Refugee advocates and government sources agree that there is no way the U.S. will come close to this year's target number of 70,000 resettlements without some special emergency effort, and so far, none is in the offing. Now, with the fate of the INS itself in doubt—Congress voted 405-9 last month to abolish the beleaguered agency—funding for the INS's part in the process may be up for grabs. The additional scrutiny in the name of security makes the program more expensive and that makes refugee resettlement vulnerable, according to scholar Arthur Helton, author of The Price of Indifference: Refugees & Humanitarian Action in the New Century. He predicts "a slowly eroding commitment" on Congress's part. Refugees—"history's losers" as one UNHCR official describes them—have become 9-11's other victims.

Short task:
Resume the refugee resettlement passage, starting right after its last sentence. The records are separate material and are not related to the refugee resettlement passage.

Records shown:
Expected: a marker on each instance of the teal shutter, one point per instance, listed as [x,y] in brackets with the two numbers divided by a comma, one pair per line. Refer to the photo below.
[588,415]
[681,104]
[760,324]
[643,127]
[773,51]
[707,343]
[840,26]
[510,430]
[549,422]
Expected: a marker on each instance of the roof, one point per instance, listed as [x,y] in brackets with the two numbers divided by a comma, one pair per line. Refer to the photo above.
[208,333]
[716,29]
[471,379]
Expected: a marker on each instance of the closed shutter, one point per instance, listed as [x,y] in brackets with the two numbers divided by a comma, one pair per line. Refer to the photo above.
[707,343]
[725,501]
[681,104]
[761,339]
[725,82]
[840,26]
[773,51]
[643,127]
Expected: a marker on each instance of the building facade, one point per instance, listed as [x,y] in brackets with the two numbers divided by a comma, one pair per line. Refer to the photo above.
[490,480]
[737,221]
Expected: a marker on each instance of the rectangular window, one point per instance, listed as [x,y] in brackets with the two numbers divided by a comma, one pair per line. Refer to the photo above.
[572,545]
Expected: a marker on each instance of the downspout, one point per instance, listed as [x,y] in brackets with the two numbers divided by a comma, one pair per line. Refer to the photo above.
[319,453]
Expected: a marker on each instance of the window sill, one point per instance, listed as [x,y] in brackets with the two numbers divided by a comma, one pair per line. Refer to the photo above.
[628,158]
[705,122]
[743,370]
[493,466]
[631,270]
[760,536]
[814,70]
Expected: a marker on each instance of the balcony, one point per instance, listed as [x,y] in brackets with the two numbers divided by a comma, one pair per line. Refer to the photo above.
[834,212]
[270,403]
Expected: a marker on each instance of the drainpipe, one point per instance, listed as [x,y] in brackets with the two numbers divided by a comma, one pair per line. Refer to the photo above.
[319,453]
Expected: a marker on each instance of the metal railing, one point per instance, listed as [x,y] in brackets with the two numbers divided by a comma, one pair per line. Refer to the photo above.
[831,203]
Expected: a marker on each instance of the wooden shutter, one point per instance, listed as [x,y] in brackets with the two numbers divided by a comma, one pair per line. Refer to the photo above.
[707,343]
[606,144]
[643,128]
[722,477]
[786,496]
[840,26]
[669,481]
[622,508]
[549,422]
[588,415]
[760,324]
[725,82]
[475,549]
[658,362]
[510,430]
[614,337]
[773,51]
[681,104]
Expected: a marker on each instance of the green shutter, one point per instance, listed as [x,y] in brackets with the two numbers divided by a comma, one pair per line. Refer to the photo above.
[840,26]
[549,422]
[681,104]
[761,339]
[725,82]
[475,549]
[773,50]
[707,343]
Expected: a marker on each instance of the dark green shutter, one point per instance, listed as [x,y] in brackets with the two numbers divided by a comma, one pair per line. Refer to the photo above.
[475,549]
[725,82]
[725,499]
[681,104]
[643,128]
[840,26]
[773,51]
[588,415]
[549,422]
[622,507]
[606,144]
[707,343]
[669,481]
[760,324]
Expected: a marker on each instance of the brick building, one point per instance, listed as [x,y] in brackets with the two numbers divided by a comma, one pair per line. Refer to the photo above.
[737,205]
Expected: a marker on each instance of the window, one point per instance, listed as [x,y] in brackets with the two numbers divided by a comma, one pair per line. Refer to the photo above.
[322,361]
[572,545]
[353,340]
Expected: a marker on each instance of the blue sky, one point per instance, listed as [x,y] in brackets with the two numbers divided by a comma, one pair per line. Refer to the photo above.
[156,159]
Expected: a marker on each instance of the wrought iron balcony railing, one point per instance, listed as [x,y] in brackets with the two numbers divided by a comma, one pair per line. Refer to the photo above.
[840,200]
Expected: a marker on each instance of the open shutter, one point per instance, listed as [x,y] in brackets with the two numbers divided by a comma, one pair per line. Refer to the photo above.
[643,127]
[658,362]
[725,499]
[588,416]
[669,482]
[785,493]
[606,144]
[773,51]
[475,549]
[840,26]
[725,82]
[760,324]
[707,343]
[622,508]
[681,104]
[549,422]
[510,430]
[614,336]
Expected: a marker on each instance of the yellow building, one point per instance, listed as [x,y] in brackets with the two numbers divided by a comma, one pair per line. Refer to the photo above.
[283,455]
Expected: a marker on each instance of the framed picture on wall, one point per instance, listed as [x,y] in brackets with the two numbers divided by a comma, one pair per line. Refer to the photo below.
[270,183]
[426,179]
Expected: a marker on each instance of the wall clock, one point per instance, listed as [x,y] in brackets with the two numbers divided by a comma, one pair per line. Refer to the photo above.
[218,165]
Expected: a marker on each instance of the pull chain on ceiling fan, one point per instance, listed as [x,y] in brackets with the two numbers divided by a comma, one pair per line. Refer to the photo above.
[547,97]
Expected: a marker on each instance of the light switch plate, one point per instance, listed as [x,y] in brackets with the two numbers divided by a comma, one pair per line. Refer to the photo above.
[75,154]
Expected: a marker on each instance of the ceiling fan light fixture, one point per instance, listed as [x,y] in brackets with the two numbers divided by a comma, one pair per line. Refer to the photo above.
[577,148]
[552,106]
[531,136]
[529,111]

Written answer:
Among the applicants Corcoran put forward during her stint in Africa were a Somali woman with razor scars on her face and a chunk of her nose missing, the result of injuries she suffered as an ethnic minority in the refugee camp; a young woman who was held captive as a Zambian man's sex slave and then kicked out; six Congolese siblings, ages five to 17, who had made their way to Zambia after their father had been kidnapped. And woman after woman who had been raped. "It was a fact of life," Corcoran recalls, "so common that women didn't usually think of being raped as relevant to their claim until I asked about it."